◆ **Trecho**
---------------

Na Amazônia, assim como em diversas regiões brasileiras, a fé e a cultura popular não disputam espaço: caminham juntas. Um dos maiores exemplos dessa relação acontece todos os anos em Parintins (AM), durante o Festival Folclórico de Parintins, que movimenta a cidade com cores, ritmos, danças e união pela tradição do povo. Todos os anos também, antes das apresentações dos bois Garantido e Caprichoso, a imagem de Nossa Senhora do Carmo, padroeira da cidade, visita os barracões dos dois bois para abençoar os artistas e trabalhadores.

O gesto simboliza que a fé e a Mãe acompanham os fiéis em todos os espaços. Papa São João Paulo II escreveu, na Carta aos Artistas (1999), que a fé não deve se opor à arte, mas caminhar com ela: “A arte deve fazer perceptível, mais do que visível, o mundo do espírito, do invisível, de Deus”. A arte popular e a fé católica podem se entrelaçar de forma viva e respeitosa, como parte da identidade do povo.

Padre Benedito Teixeira, pároco da Catedral de Parintins, conversou com o IDe+ e explica como isso tem acontecido na cidade. Essa história é contada a seguir!

 

O Festival de Parintins

Integrantes do Boi Garantido recebem a bênção de Nossa Senhora do Carmo./Foto: reprodução @parintinscatedral

O Festival Folclórico de Parintins acontece todos os anos no final de junho e reúne milhares de pessoas no Bumbódromo, onde os bois-bumbás Garantido (vermelho) e Caprichoso (azul) apresentam grandiosos espetáculos. Cada apresentação mistura teatro, música, dança e alegorias monumentais, que valorizam a cultura amazônica e a resistência dos povos originários e ribeirinhos. É também uma maneira de contar a tradição local a todo país e ao mundo.

Mas, como lembra a jornalista Adriane Vasconcelos, nascida em Manaus e criada em Parintins, o festival vai além do espetáculo: “É a expressão viva da cultura amazônica, da nossa ancestralidade, da resistência do povo que mora aqui. Cada alegoria carrega história e luta”, compartilhou.

 

Como nasceu a visita da Padroeira?

Integrantes do Boi Caprichoso também são abençoados pela Padroeira./Foto: reprodução @parintinscatedral

A tradição de levar a imagem de Nossa Senhora do Carmo aos galpões dos bois começou no ano 2000. Padre Benedito Teixeira explica que a ideia nasceu diante de um desafio pastoral, na década de 90, quando o Festival já tinha crescido muito e a Festa da Padroeira recebia poucas pessoas, ficando ofuscada.

“Havia uma separação entre fé e cultura. Muita gente estava em crise, influenciada por discursos que acusavam nosso povo de idolatria. Dom Giuliano Frigeni e eu começamos a fazer um trabalho de resgatar a festa da Padroeira a partir de uma relação com a cultura”.

---------------

Itens armazenados:
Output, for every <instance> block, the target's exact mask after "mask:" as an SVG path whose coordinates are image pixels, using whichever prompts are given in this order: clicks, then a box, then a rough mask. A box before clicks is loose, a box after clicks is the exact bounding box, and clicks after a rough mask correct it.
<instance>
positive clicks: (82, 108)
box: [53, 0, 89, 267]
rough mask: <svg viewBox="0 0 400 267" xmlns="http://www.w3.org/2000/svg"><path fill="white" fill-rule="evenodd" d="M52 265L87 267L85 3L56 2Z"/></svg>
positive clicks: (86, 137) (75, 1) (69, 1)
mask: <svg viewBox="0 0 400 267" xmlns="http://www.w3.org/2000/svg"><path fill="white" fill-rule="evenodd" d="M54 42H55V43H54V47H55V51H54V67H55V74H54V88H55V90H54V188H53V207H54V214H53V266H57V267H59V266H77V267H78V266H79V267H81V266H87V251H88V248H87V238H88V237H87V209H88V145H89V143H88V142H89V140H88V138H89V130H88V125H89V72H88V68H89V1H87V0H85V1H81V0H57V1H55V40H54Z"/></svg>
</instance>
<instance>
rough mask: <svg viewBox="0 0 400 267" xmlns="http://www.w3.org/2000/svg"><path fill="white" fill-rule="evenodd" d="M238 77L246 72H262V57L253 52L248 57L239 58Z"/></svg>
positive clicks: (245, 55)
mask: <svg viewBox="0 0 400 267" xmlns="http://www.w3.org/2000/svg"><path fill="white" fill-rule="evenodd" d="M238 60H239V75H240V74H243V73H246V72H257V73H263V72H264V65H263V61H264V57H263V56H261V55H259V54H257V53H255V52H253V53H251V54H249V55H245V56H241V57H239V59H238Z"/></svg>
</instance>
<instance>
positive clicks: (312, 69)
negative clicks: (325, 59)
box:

---------------

◆ **Exercícios**
[a] Responda com base no trecho sobre o Festival de Parintins:
(i) Em que ano começou a tradição de levar a imagem de Nossa Senhora do Carmo aos galpões dos bois?
(ii) Em que época do ano acontece o Festival Folclórico de Parintins?
(iii) Qual é a cor do boi Caprichoso?
[b] Prossiga com o trecho sobre o Festival de Parintins a partir da última frase apresentada.
Os registros foram obtidos de outra fonte.

◆ **Respostas**
[a]
(i) No ano 2000.
(ii) No final de junho.
(iii) Azul.

[b]
Diante disso, a Paróquia e a Diocese começaram a fazer peregrinações em Manaus, visitas a comunidades rurais e, finalmente, os galpões dos bois. Ir ao encontro da cultura era essencial para mostrar que a fé católica também é parte dessa identidade.

“Os diálogos abordaram questões culturais, antropológicas, teológicas e de religiosidade popular para ajudar o povo a entender a grandeza da fé, da fé em Deus e da presença de Nossa Senhora como um elo da ligação entre a fé e a cultura”, conta o Padre.

 

“É como receber a visita da mãe”

Foto: reprodução @parintinscatedral

A visita da imagem peregrina emociona a todos. Segundo o Padre, a chegada de Nossa Senhora é como se a mãe chegasse de surpresa à casa dos filhos. Eles sentem que Maria está preocupada com o trabalho, com a saúde e com o esforço que cada artista dedica ali.

“Foi essa a sensação que eu senti esse ano, por exemplo, lá no Caprichoso. Eu dizia que Nossa Senhora recebeu a missão de ser mãe e que a missão da mãe é cuidar dos filhos”.

Ele destaca que os galpões são locais de trabalhos que precisam de muita atenção e dedicação: “É gente soldando ferro, cortando isopor, costurando. É um ambiente exigente. O que mais pedem é proteção e a fé em Nossa Senhora do Carmo é muito forte”. A presença da imagem, que percorre os dois galpões, é um sinal de cuidado.

A relação entre o festival e a devoção à Padroeira continua em diversos momentos.

“Nossa Senhora é homenageada dentro da arena, nas alegorias, nas esculturas. Ela está presente nas celebrações, nas bênçãos, nos eventos, é uma presença constante”.

Ele também destaca o envolvimento dos artistas com a festa religiosa.

“Eles participam da procissão, ajudam a construir o andor, estão na romaria das águas. É um povo de fé, e isso nos alegra profundamente”.

 

Cultura e fé desde as origens

Foto: reprodução @parintinscatedral

O próprio surgimento do Festival de Parintins tem raízes religiosas.

“O primeiro festival foi uma quermesse para angariar fundos para construir a catedral. Os bois já existiam, brincavam nas ruas, mas foi a Igreja que organizou o primeiro evento oficial. Os dois bois são de promessa, nascidos de situações difíceis. A fé sempre esteve na origem de tudo isso”, contou o Padre.

Adriane Vasconcelos reforça essa relação. Ela lembra que “os artistas pintam as ruas por onde a procissão vai passar. É um clima de respeito e fé. Nosso povo mistura a religiosidade com a cultura de maneira natural. E os bois também são usados para denunciar as injustiças na Amazônia e para comunicar nossa cultura. Ambos os bois são símbolos importantes na luta pela preservação da Amazônia”.

Padre Benedito recorda o trabalho pastoral que é feito há mais de 20 anos e que procura seguir o que São João Paulo II ensinou .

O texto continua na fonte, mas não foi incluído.